Required action: Each record needs to be echoed exactly; can you do that?

=== Task material ===

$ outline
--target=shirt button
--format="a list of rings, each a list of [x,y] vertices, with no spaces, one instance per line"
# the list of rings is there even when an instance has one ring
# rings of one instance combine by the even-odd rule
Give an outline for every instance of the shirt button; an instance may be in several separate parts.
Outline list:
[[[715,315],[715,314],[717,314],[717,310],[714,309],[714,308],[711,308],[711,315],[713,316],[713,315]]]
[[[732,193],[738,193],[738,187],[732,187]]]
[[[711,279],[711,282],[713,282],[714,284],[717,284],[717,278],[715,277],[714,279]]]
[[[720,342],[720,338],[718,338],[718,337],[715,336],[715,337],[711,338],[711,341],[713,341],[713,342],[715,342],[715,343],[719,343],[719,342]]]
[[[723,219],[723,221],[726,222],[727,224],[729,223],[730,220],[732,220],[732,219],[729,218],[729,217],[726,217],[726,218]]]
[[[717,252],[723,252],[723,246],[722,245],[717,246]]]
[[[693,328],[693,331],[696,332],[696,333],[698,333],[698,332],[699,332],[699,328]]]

===

Reply:
$ outline
--target=shirt button
--format="a list of rings, each a list of [x,y] vertices, with no spaces, one instance per line"
# the list of rings is there even when an instance has one ring
# rings of one instance combine by the even-odd rule
Give an outline for every instance of the shirt button; an instance may be in several separate parts.
Outline list:
[[[715,315],[715,314],[717,314],[717,310],[714,309],[714,308],[711,308],[711,315],[713,316],[713,315]]]
[[[732,193],[738,193],[738,187],[732,187]]]
[[[711,279],[711,282],[713,282],[714,284],[717,284],[717,278],[715,277],[714,279]]]
[[[720,342],[720,338],[718,338],[718,337],[715,336],[715,337],[711,338],[711,341],[713,341],[713,342],[715,342],[715,343],[719,343],[719,342]]]
[[[723,219],[723,221],[726,222],[727,224],[729,223],[730,220],[732,220],[732,219],[729,218],[729,217],[726,217],[726,218]]]
[[[717,252],[723,252],[723,246],[722,245],[717,246]]]
[[[693,328],[693,331],[696,332],[696,333],[698,333],[698,332],[699,332],[699,328]]]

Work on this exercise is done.